> **Extract provided**
┌────────

Overhauled Power Rules


Hey there!

Konstantinos and I had the pleasure of seeing a lot of cities made by some of you, even getting to watch some processes directly on video. It's always great for us to see what stories and cities emerge. And it is really helpful for us in understanding how the game is played.

That said, I noticed that the rules around faction and power seem a bit confusing. People use them differently than we intended. So I put some time into thinking about how to improve that part of the game. And I'd love it if you'd find some time to playtest them and let me know what you think before they get put into the game proper.

Power as Written

During our internal playtests it seemed really important to give an indication for the relative strength of the factions. Even though the power of a faction has no actual impact on the city's development it still feels meaningful to track. So I came up with the idea of using citizen tokens to represent power. Something that felt elegant and that I was really enamored with.

The idea was that you take the tokens out of the pool as they enter the city.  Then the total citizen tokens represent the vague number of people. As factions gain power the tokens are moved off the districts and onto the factions. This represents the number of "supporters" that faction has. What I loved about it was the simplicity of only needing one token.

However it is a bit abstract. It's very intuitive (and fun!) to put citizen tokens into districts. That makes sense. These things represent people, and they move into the city. So that's clear. That works. But moving those "off the map" suddenly turns the token from a physical movement of the citizens to the abstract concept of their support shifting. And that's where people misinterpret the rules. 

This double use might be conceptually elegant, but practically unintuitive. So yeah, that's not going to work.

Power Tokens

After finishing the dungeon-builder Ex Umbra, which has two different kinds of tokens (Threat and Reward), I ended up a lot less focused on the idea of a single kind of token. That opened up room for some new solutions for Ex Novo too. 

So here's my proposed set of rules for faction power:

EDIT: These rules have been updated!

  • There is a second kind of token: Power tokens
  • When a power tokens is on the map or on a faction card it is counted as being "in the city" otherwise it's "in the pool"
  • Whenever a resource is added to the city, put 2 power tokens from the pool on that resource on the map
  • Whenever a resource is removed, move 2 power tokens from the city to the pool (from the resource on map and/or from factions)
  • But the city always retains 1 power token.
  • Whenever a faction gains power, pull at least one power token from the map or other factions
  • Whenever a faction loses power, move at least one power token to the map or other factions
  • A faction still exists, even if it has 0 power tokens. But when a faction loses power while it has no power left, you may remove it
  • When a faction is removed, move all its power tokens to the map or other faction
  • When instructed to add a new leading faction, add a new faction and then have it gain power in a way that means it has the most power tokens

This is the basic set of rules that you could already playtest with. If you do, please share your feedback!

└────────

> **Labeled region data**
┌────────

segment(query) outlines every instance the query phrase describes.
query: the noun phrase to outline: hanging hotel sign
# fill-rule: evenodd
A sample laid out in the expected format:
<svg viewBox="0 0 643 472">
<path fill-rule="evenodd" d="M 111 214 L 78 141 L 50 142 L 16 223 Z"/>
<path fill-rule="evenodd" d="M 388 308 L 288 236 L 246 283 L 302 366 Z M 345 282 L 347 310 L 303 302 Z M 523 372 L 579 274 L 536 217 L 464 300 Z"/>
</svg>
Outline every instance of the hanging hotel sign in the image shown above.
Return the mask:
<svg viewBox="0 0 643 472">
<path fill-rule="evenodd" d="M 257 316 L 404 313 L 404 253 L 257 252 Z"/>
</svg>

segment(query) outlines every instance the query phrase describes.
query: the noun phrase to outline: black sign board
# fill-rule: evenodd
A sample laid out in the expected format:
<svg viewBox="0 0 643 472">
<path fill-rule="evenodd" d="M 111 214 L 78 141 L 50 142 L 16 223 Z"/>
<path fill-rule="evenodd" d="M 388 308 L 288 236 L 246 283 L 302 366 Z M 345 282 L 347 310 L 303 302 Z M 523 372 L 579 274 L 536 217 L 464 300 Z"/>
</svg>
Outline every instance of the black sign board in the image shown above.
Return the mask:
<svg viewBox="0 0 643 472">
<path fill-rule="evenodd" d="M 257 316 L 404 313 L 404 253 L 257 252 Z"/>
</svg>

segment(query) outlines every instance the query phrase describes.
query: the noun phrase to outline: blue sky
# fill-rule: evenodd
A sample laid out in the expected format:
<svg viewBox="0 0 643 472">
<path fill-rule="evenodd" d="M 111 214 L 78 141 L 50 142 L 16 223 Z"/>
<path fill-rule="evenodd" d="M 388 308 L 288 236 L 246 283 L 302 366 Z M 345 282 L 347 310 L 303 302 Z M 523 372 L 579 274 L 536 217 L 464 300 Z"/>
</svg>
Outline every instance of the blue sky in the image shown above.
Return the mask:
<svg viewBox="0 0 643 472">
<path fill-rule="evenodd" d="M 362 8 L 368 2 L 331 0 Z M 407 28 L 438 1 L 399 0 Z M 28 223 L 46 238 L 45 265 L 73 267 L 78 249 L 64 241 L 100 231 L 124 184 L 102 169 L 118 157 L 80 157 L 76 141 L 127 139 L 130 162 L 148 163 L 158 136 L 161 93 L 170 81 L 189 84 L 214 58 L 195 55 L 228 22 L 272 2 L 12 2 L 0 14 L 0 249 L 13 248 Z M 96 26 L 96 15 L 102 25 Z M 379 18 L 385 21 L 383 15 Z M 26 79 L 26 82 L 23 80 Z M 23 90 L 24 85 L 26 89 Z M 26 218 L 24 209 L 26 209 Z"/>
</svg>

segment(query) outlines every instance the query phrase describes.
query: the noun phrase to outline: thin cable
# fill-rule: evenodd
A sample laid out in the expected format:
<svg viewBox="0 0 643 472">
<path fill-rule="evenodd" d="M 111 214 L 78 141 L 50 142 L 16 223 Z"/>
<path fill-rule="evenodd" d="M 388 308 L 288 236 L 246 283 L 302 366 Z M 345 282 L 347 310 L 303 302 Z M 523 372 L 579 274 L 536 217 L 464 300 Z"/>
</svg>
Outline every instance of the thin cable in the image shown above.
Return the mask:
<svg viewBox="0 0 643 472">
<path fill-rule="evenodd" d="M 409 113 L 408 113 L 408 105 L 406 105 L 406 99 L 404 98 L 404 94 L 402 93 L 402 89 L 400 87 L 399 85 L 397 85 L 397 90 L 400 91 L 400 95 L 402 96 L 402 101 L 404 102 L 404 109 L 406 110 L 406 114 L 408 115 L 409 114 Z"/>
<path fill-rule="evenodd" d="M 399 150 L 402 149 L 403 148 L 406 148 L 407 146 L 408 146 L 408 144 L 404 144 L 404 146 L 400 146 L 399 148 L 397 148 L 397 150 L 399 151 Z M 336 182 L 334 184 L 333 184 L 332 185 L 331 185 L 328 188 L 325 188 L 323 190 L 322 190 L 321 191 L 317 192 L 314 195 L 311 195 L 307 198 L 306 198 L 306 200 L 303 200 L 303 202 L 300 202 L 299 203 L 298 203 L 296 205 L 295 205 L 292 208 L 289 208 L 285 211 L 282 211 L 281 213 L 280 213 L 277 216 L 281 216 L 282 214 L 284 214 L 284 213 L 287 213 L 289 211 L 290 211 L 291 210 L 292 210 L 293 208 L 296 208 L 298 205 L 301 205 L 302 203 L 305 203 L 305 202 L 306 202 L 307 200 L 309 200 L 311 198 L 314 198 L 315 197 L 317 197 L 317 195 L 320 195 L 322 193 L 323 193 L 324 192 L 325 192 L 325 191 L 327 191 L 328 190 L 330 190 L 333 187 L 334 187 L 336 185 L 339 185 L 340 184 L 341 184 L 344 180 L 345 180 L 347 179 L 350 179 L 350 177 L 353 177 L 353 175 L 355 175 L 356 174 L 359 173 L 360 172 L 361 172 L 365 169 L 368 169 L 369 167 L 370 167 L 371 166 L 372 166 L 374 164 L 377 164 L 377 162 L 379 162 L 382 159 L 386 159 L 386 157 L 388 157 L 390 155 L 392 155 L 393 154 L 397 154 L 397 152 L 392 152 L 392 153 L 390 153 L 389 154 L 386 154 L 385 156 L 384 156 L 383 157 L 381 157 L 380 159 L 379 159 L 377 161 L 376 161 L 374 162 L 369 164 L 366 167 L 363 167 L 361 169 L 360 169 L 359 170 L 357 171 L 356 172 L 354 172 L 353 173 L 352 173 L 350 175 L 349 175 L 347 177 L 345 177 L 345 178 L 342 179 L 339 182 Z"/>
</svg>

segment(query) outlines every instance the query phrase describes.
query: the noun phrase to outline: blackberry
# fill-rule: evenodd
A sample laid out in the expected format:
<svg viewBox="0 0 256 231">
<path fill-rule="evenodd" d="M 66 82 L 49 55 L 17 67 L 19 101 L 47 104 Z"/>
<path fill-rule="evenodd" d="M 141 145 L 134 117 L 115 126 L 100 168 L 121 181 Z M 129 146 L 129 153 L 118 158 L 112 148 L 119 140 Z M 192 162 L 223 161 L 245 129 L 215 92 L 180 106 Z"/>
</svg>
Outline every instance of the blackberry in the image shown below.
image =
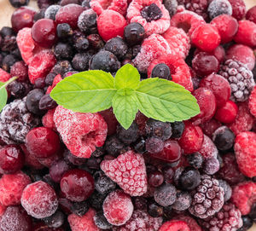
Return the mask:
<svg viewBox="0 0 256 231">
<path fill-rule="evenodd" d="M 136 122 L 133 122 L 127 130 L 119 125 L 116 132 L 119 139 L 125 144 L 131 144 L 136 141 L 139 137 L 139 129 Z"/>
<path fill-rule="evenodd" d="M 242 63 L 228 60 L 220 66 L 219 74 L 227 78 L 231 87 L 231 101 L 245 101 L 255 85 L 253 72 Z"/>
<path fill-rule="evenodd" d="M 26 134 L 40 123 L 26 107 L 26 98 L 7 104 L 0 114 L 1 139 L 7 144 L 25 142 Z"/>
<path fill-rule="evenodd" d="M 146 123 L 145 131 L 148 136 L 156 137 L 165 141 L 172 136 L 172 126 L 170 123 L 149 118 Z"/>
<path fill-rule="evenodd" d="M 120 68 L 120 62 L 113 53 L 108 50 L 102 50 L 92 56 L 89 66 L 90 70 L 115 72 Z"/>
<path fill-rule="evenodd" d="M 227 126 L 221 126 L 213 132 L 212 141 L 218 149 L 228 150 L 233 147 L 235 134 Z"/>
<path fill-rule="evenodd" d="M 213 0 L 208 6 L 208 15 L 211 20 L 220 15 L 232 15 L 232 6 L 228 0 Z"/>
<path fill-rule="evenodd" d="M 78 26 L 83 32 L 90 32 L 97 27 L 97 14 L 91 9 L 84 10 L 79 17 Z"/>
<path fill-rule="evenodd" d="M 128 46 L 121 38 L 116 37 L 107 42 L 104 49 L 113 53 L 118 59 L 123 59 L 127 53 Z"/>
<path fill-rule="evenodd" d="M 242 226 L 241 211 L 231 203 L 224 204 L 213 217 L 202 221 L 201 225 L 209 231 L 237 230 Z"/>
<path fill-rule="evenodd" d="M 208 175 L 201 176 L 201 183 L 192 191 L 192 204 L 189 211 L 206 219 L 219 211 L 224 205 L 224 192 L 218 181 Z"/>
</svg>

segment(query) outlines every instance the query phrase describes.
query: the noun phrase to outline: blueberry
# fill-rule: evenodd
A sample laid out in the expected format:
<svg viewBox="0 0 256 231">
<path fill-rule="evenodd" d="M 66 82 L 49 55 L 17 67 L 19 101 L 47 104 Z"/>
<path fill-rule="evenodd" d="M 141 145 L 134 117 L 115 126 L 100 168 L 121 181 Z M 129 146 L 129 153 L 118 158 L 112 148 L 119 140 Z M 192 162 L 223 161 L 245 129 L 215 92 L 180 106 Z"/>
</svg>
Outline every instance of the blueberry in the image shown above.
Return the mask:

└────────
┌────────

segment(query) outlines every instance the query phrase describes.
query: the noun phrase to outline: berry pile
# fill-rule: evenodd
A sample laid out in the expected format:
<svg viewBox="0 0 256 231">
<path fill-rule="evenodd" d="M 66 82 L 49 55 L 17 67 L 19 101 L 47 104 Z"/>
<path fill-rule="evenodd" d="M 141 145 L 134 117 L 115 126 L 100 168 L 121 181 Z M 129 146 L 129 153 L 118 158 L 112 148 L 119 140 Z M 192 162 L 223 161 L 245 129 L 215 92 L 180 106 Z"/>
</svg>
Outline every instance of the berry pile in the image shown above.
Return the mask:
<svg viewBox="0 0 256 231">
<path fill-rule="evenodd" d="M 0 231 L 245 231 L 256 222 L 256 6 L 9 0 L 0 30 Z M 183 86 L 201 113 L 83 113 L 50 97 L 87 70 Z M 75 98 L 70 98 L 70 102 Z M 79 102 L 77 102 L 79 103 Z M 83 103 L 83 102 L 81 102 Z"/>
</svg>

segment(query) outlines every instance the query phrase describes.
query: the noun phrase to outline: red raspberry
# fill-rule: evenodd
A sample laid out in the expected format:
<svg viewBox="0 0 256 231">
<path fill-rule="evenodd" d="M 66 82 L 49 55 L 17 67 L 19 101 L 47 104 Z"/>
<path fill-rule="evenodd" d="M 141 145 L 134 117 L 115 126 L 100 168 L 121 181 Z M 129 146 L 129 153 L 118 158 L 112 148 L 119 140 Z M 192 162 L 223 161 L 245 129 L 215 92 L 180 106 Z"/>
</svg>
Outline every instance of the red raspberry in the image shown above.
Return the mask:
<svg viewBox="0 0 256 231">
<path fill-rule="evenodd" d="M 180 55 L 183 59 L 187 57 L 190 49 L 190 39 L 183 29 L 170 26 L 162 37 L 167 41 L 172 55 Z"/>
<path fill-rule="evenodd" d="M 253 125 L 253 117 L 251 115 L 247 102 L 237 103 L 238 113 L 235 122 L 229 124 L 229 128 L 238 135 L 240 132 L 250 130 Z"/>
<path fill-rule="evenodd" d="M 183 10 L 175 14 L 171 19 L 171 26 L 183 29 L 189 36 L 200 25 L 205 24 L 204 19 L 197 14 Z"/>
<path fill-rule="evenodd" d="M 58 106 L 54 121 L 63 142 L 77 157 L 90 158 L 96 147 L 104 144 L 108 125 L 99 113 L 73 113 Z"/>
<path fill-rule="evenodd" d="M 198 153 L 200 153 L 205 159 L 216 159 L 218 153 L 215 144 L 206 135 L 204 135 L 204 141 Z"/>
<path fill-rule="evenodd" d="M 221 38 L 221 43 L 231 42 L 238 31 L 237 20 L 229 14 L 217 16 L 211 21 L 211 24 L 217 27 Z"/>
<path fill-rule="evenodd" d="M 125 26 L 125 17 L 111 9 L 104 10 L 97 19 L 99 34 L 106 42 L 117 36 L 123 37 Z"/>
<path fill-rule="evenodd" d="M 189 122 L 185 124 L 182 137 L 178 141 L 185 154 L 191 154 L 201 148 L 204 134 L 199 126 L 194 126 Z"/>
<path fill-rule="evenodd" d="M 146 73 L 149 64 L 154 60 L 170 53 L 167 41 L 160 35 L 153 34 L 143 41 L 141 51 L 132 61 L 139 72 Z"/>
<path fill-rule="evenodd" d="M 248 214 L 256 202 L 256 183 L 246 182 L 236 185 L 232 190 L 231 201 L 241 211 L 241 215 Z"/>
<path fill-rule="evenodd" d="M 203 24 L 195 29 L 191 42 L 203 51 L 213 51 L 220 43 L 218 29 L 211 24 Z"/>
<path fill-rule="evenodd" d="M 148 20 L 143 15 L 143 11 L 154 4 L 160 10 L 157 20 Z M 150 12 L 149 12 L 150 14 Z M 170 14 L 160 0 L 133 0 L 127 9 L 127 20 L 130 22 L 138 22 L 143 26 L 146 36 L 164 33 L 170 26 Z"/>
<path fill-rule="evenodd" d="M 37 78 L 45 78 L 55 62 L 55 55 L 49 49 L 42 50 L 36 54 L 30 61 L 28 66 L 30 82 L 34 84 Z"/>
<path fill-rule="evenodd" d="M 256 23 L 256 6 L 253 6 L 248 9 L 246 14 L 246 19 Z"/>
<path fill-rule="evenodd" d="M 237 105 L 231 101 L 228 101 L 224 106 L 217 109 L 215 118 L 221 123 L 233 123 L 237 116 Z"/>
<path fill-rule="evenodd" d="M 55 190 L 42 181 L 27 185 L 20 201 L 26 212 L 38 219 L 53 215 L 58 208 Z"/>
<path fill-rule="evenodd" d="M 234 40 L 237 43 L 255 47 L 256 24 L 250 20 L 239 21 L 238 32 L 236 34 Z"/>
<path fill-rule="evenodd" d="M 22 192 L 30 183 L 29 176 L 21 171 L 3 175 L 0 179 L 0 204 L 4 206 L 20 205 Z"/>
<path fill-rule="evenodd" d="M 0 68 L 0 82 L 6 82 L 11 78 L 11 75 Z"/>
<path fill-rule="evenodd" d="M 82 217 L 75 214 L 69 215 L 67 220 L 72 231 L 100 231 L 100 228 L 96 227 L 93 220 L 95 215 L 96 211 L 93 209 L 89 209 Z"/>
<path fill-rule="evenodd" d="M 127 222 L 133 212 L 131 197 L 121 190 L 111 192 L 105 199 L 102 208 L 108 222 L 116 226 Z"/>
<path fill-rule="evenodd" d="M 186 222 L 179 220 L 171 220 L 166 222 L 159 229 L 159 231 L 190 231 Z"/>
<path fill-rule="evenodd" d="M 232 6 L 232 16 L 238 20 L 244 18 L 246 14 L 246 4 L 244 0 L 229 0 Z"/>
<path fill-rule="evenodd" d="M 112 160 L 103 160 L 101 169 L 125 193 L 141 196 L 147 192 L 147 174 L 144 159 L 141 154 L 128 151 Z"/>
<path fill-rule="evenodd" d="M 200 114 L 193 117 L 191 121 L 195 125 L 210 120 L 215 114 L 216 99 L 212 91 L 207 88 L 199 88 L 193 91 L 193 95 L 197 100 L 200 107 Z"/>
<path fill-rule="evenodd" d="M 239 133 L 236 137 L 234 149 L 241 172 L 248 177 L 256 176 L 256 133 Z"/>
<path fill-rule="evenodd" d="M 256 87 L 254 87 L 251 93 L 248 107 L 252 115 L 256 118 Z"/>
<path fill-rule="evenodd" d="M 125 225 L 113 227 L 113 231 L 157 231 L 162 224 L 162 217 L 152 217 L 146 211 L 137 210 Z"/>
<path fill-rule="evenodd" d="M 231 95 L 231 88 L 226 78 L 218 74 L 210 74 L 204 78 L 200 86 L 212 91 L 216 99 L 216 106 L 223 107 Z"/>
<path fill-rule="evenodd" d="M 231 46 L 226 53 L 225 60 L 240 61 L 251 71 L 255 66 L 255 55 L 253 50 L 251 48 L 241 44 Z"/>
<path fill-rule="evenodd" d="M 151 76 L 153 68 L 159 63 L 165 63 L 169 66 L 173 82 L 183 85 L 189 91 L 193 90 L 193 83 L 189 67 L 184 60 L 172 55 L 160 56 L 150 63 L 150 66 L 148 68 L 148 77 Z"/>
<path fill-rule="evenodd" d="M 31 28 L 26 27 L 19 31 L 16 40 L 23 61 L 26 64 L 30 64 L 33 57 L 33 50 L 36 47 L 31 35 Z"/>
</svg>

└────────
┌────────

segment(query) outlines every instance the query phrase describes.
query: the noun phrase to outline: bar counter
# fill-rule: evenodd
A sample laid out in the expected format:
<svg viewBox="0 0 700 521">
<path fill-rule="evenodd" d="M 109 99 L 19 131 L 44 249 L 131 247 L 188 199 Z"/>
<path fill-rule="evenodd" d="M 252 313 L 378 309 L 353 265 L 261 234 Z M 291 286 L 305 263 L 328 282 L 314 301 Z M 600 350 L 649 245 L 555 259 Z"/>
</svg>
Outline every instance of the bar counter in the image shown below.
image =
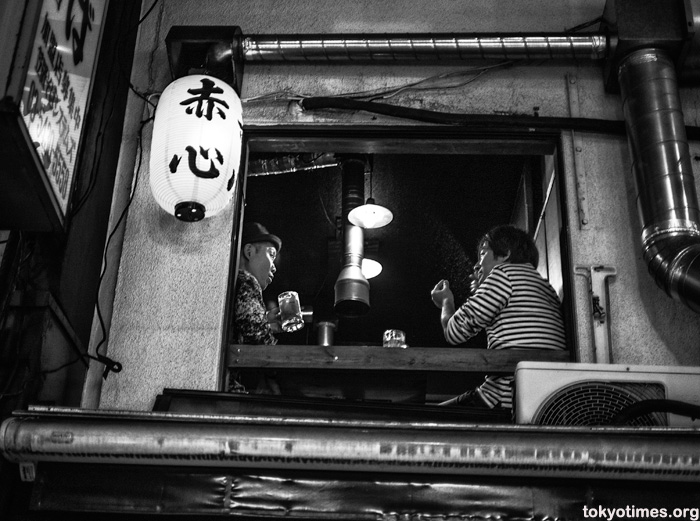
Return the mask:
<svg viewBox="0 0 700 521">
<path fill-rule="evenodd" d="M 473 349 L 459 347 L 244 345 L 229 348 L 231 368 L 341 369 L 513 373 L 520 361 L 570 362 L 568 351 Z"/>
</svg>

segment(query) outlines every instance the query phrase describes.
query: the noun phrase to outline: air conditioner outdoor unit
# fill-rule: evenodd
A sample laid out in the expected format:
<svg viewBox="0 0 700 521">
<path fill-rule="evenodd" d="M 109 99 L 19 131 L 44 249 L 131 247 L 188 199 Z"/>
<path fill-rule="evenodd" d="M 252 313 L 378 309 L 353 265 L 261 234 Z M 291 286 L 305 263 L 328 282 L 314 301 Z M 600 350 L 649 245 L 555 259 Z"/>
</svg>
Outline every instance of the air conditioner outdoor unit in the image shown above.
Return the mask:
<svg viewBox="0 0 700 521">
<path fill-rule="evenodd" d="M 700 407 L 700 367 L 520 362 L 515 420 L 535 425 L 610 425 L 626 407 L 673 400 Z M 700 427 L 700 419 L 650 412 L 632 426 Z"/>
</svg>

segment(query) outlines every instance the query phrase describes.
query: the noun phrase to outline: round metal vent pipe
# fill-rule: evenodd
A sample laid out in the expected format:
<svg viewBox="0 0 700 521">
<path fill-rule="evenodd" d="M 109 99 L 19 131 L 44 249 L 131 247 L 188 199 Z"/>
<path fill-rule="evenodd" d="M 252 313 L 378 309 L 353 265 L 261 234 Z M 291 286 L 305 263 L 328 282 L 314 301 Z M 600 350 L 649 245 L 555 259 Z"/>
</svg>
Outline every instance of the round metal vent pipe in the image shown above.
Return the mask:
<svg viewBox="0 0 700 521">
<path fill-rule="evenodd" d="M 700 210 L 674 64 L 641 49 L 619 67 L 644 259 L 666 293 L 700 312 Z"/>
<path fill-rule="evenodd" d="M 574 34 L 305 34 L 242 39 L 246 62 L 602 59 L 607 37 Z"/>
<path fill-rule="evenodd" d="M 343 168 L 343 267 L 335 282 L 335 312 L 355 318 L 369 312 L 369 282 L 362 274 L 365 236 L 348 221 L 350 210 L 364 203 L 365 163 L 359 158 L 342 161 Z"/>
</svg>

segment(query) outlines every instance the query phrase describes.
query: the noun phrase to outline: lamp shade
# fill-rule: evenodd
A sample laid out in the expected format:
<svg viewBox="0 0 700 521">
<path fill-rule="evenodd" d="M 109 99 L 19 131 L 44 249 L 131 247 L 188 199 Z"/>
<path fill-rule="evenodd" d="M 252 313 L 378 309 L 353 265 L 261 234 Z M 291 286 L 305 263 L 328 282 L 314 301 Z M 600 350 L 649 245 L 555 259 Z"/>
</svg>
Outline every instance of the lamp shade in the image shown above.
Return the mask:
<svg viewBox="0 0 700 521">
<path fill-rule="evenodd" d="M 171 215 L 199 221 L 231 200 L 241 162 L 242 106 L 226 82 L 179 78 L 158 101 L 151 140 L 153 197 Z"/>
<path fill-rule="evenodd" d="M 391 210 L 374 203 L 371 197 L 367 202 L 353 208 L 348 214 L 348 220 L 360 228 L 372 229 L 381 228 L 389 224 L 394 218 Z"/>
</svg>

└────────

> **What is asked**
1 – In the post on the overhauled power rules, shorten the paragraph that begins "The idea was that you take the tokens out of the pool" while keeping its main facts.
2 – From the post on power rules, set down the passage that opens with the words containing "That said, I" and closes with "was really enamored with.".
This data is separate from the text about power rules.

> **Task-by-task outputs**
1 – Citizen tokens are taken from the pool as people enter the city, so their total roughly represents the population. When factions gain power, tokens move from the districts onto the factions to show each faction's supporters. The appeal was the simplicity of needing only one kind of token.

2 –
That said, I noticed that the rules around faction and power seem a bit confusing. People use them differently than we intended. So I put some time into thinking about how to improve that part of the game. And I'd love it if you'd find some time to playtest them and let me know what you think before they get put into the game proper.

Power as Written

During our internal playtests it seemed really important to give an indication for the relative strength of the factions. Even though the power of a faction has no actual impact on the city's development it still feels meaningful to track. So I came up with the idea of using citizen tokens to represent power. Something that felt elegant and that I was really enamored with.